• **Fragmento proporcionado**:
# Presupuesto actualización PC para 2021



## daavidml93 (13 Dic 2020)

Buenas,

Dispongo de un PC con las siguientes especificaciones:

Procesador: Intel® Core™ I7-7700K
Tarjeta Gráfica: EVGA RTX 2080
Memoria: Corsair Vengeance LED DDR4 3000Mhz 32GB
Placa base: Asus P8Z68-V PRO 
Refrigeración: Corsair Hydro Series H115i (2017)
https://www.amazon.es/Corsair-Hydro-H115i-All-One/dp/B019955RNQ
Me gustaría actualizar mi PC en 2021 ya que creo que se me esta quedando algo corto al menos en CPU y la GPU viendo el salto que han pegado las 3000 de Nvidia creo que también. Soy un usuario que juega a 2k con intenciones de jugar a 4k en un futuro cercano, actualmente tengo un televisor donde de vez en cuando intento jugar algún juego en 4k. No stremeo.

Estaba pensando en pasar a una CPU de al menos 8 núcleos 16 hilos, es decir, algo que me dure al menos unos 3/4 años. Se que en pocos meses Intel saca su nueva generación y seguramente los precios varíen, por eso no se si es mejor esperar un poco más. En cuanto a placa la verdad que no sabria por que decantarme, sobre todo marca y modelo. Tema de la RAM creo que con 32 GB aún debería aguantar, no se cuanto tiempo y en cuanto a la gráfica seguramente sea la 3080ti en el caso de que la saquen.

¿Podéis ayudarme?

Muchas gracias!


----------



## FerentZ (13 Dic 2020)

• **Listado facilitado**:

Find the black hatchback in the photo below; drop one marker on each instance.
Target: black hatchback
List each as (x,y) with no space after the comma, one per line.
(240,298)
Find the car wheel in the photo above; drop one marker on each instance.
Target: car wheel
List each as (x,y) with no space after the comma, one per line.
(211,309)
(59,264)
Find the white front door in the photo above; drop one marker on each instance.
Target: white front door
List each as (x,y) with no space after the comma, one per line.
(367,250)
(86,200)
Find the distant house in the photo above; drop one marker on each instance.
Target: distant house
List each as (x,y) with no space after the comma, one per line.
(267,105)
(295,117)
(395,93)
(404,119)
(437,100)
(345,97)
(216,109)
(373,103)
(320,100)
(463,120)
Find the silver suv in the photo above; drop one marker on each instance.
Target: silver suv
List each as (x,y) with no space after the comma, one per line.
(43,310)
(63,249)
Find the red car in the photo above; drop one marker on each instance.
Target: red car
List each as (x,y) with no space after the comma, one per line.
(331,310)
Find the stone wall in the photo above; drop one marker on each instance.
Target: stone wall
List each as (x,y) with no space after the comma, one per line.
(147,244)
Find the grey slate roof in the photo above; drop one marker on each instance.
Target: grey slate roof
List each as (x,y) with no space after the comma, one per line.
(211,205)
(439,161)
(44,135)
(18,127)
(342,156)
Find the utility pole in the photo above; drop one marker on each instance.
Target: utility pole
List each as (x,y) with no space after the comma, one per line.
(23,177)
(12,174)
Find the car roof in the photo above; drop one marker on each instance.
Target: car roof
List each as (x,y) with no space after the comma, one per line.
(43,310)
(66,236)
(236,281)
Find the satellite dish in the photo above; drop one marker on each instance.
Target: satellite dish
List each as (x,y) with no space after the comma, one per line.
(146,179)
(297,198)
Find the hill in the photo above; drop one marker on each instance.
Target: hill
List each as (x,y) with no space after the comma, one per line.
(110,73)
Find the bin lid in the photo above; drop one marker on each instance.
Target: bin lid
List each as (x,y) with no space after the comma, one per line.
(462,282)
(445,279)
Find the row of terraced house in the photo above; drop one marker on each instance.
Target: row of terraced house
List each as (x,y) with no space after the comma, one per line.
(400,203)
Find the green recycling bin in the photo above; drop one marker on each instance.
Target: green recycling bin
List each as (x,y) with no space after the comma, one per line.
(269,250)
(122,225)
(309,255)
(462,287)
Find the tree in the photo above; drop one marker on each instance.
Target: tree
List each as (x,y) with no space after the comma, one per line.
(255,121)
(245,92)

• **Tareas a realizar**:
1. ¿Puedes resumir en dos frases el fragmento sobre la actualización del PC?
2. ¿Puedes reescribir el listado desde la línea que contiene "Find the hill" hasta el final, sustituyendo "drop one marker" por "place a single marker" y dejando todo lo demás sin cambios?
El fragmento y el listado no tienen relación entre sí.

• **Resultados esperados**:
1. daavidml93 describe su PC actual, con un Intel Core i7-7700K, una EVGA RTX 2080, 32 GB de RAM Corsair DDR4 a 3000 MHz y una placa Asus P8Z68-V PRO, y quiere actualizarlo en 2021 porque cree que se le está quedando corto en CPU y GPU. Juega a 2k con intención de pasar a 4k, piensa en una CPU de al menos 8 núcleos y 16 hilos, cree que los 32 GB de RAM aún deberían aguantar y seguramente elegirá la 3080 Ti si sale, aunque no sabe qué placa escoger ni si conviene esperar a la nueva generación de Intel.

2.
Find the hill in the photo above; place a single marker on each instance.
Target: hill
List each as (x,y) with no space after the comma, one per line.
(110,73)
Find the bin lid in the photo above; place a single marker on each instance.
Target: bin lid
List each as (x,y) with no space after the comma, one per line.
(462,282)
(445,279)
Find the row of terraced house in the photo above; place a single marker on each instance.
Target: row of terraced house
List each as (x,y) with no space after the comma, one per line.
(400,203)
Find the green recycling bin in the photo above; place a single marker on each instance.
Target: green recycling bin
List each as (x,y) with no space after the comma, one per line.
(269,250)
(122,225)
(309,255)
(462,287)
Find the tree in the photo above; place a single marker on each instance.
Target: tree
List each as (x,y) with no space after the comma, one per line.
(255,121)
(245,92)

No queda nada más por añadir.